TEXTO FORNECIDO
*-*-*

As lições originais do filme ‘A Verdadeira Dor’ sobre o Holocausto
No longa, os netos de uma sobrevivente vão à Polônia em uma viagem emotiva — e surpreendentemente cômica

Na cidade de Lublin, na Polônia, o ator americano Jesse Eisenberg conheceu a casa onde sua família morou antes de deixar o país, em 1939: o clã judeu fugiu da invasão nazista que marcou o início da Segunda Guerra Mundial. Um detalhe chamou a atenção de Eisenberg. A residência ficava a exatos cinco minutos de distância de carro do campo de concentração de Majdanek. Os dados sobre quantos judeus foram assassinados ali divergem: os números vão de 80 000 a 360 000. “Fiquei impressionado que vários campos de extermínio eram muito perto de cidades onde pessoas comuns viviam”, disse o ator a VEJA (leia a entrevista abaixo).
Da experiência pessoal nasceu o filme A Verdadeira Dor (A Real Pain, Estados Unidos/Polônia, 2024), em cartaz nos cinemas. Além de assinar o roteiro, que foi indicado ao Oscar, Eisenberg dirige e estrela a produção sobre dois primos que, após a morte da avó — uma sobrevivente do Holocausto —, viajam até a Polônia para se reconectar com suas raízes e atender ao último pedido da matriarca. Opostos, David (Eisenberg) e Benji (Kieran Culkin) lidam de modo distinto com a carga do trauma geracional. David é todo certinho e encara a vida com o peso de ser produtivo e de caráter irrepreensível, para honrar a memória e o sofrimento da avó. Já Benji é caótico e brincalhão, mas sofre de depressão e ansiedade por baixo das aparências — e acredita que, não importa o que ele faça, nunca estará à altura do passado de sua família.
Na Polônia, os dois vão se juntar a um peculiar grupo de turismo, com um guia especializado em história judaica e no Holocausto — aventura que vai transitar entre o dramático e o cômico sem trocar de marcha. A escolha do tom realça a ousadia notável de A Verdadeira Dor entre os variados exemplares do cinema sobre o genocídio dos judeus. De clássicos como A Lista de Schindler (1993) até o recente O Brutalista, nome forte do Oscar neste ano, a perseguição pelos nazistas no conflito costuma ensejar, com toda a razão, altas notas dramáticas nos roteiros que mergulham naquele período tenebroso. Nas mãos de Eisenberg e Culkin, contudo, o tema ganha cores filosóficas e atuais, ao analisar a herança daqueles que, nascidos no conforto e em tempos de paz, fazem um exame existencial diante do sacrifício e das lutas enfrentadas por seus antepassados.

*-*-*

TAREFAS PROPOSTAS
**a)** Resuma em duas frases o texto sobre o filme.
**b)** Reescreva, por favor, as linhas da listagem entre a que contém "each like [81,8]." e o fim da listagem, inclusive, com os pedidos de marcação. Multiplique por 1,95 as coordenadas das respostas e arredonde para inteiros, com metades para cima.
O texto sobre o filme não tem relação com a listagem.

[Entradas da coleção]

*-*-*

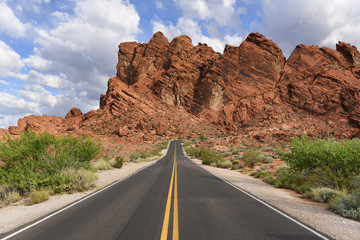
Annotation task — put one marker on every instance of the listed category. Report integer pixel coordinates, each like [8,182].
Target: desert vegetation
[37,165]
[322,169]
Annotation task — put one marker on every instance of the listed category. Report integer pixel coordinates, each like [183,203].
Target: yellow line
[176,217]
[165,227]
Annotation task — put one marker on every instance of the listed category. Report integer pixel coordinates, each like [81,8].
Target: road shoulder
[14,216]
[312,214]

*-*-*

CONJUNTO DE RESPOSTAS
**a)** Depois de conhecer em Lublin a casa de sua família, a cinco minutos de carro do campo de Majdanek, Jesse Eisenberg escreveu, dirigiu e estrelou A Verdadeira Dor, sobre dois primos que viajam à Polônia após a morte da avó, sobrevivente do Holocausto, para se reconectar com suas raízes. O filme transita entre o dramático e o cômico e trata o tema com cores filosóficas e atuais, examinando a herança de quem nasceu no conforto e em tempos de paz.

**b)**
Annotation task — put one marker on every instance of the listed category. Report integer pixel coordinates, each like [81,8].
Target: road shoulder
[27,421]
[608,417]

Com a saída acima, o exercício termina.